Reproduce, word for word, the entire blog excerpt below about learning from students and teaching martial arts.

## BEGIN Given text

Learning from students, teaching the teachers


These days I try to keep my mainly martial arts related work separate from work produced on this blog unless it concerns a book I am writing. Today I kind of broke that rule, as it is also being used to promote my second book "When Parents Aren't Around". Kwoklyn Wan, brother of famous TV fashion personality Gok Wan, is the martial arts entrapaneur behind the Martial Arts Festival or MAF UK, to be held in Leicester on 4th and 5th April. I was kindly invited to teach my Clubb Chimera Martial Arts system on two workshops at the event. The following is an article I wrote for the festival's programme, which will be featured opposite Gok Wan's work with Kidscape, an important children's charity raising awareness and dealing with child bullying.

The short article is a brief edit of the series I wrote a couple of years back for Martial Arts Illustrated. It describes how I learnt from teaching children how to get the best out of students. Martial arts are sadly often bound up in rituals and conveyor belt money-making schemes with little thought regarding how to get the most out of students. The focuse seems to be on those who made a success of a certain style and everything else is geared towards venerating and emulating the masters of old without considering the principles the art was founded on or the needs of those wishing to learn. At CCMA I have done my best not just to turn this outmoded method of teaching on its head, but also to bring it into alignment with other effective proactive teaching technologies.

## END Given text
## BEGIN Supplied material

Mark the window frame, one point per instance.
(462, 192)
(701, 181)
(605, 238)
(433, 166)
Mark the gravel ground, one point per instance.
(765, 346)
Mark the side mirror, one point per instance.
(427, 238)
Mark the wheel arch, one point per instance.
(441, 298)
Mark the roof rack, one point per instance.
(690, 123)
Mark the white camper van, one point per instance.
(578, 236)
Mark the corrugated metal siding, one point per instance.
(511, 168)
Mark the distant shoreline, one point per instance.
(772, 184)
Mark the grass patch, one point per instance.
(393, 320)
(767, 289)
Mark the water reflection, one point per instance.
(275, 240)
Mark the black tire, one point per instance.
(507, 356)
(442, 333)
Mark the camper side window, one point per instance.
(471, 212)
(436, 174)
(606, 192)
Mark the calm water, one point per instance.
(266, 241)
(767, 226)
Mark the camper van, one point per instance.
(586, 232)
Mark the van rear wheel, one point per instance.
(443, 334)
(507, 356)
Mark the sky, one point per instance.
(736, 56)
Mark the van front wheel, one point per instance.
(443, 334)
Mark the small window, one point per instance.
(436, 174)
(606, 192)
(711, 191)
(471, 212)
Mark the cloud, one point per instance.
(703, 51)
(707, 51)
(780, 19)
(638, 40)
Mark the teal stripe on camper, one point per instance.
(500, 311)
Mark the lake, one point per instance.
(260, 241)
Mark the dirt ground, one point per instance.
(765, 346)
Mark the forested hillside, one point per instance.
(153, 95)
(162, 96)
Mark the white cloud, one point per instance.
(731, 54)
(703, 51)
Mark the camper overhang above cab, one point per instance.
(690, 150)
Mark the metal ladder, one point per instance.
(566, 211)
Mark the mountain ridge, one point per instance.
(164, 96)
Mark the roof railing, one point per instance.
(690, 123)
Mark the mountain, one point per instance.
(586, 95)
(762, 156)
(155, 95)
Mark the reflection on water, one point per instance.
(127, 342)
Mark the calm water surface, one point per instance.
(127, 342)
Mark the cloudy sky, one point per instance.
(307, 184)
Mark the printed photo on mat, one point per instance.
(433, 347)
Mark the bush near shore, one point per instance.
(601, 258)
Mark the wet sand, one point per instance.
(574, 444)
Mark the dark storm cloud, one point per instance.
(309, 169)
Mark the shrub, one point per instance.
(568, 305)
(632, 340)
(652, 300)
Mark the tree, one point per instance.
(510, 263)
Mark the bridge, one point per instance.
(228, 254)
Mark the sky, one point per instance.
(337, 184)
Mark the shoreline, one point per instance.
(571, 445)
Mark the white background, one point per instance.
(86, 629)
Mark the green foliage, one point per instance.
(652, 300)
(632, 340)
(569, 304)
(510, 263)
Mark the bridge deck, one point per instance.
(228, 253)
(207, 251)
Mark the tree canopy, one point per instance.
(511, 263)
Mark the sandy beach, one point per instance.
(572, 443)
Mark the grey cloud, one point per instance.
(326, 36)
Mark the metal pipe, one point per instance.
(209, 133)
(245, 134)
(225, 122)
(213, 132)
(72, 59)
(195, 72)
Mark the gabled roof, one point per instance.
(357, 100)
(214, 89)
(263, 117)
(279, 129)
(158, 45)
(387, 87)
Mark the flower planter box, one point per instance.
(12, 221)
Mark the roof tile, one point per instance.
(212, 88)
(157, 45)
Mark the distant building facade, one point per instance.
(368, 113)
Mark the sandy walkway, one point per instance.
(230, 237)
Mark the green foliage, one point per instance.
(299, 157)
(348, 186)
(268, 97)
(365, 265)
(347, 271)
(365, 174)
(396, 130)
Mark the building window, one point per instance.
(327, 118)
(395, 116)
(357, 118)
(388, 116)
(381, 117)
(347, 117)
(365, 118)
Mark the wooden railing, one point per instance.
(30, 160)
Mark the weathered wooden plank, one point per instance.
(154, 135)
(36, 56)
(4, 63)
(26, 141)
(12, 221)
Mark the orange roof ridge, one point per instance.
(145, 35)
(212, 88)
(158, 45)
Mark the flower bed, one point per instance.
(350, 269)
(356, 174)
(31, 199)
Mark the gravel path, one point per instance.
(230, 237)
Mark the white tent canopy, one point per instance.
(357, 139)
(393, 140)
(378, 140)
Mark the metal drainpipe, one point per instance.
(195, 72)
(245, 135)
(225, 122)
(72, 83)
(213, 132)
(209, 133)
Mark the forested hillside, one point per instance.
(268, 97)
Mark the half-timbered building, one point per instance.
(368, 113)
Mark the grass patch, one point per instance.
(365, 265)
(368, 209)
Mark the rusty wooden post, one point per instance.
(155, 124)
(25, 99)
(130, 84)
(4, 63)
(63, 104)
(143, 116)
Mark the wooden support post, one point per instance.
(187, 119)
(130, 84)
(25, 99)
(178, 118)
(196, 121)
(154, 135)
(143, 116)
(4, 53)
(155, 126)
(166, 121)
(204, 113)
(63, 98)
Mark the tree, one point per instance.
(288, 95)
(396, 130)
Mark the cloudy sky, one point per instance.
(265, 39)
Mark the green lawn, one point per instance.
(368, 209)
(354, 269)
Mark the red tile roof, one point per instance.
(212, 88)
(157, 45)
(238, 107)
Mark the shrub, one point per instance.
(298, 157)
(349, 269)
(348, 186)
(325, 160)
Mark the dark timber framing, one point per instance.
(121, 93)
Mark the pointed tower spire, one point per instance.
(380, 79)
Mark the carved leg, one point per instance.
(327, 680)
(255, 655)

## END Supplied material

■ **Exercise solution**
Learning from students, teaching the teachers


These days I try to keep my mainly martial arts related work separate from work produced on this blog unless it concerns a book I am writing. Today I kind of broke that rule, as it is also being used to promote my second book "When Parents Aren't Around". Kwoklyn Wan, brother of famous TV fashion personality Gok Wan, is the martial arts entrapaneur behind the Martial Arts Festival or MAF UK, to be held in Leicester on 4th and 5th April. I was kindly invited to teach my Clubb Chimera Martial Arts system on two workshops at the event. The following is an article I wrote for the festival's programme, which will be featured opposite Gok Wan's work with Kidscape, an important children's charity raising awareness and dealing with child bullying.

The short article is a brief edit of the series I wrote a couple of years back for Martial Arts Illustrated. It describes how I learnt from teaching children how to get the best out of students. Martial arts are sadly often bound up in rituals and conveyor belt money-making schemes with little thought regarding how to get the most out of students. The focuse seems to be on those who made a success of a certain style and everything else is geared towards venerating and emulating the masters of old without considering the principles the art was founded on or the needs of those wishing to learn. At CCMA I have done my best not just to turn this outmoded method of teaching on its head, but also to bring it into alignment with other effective proactive teaching technologies.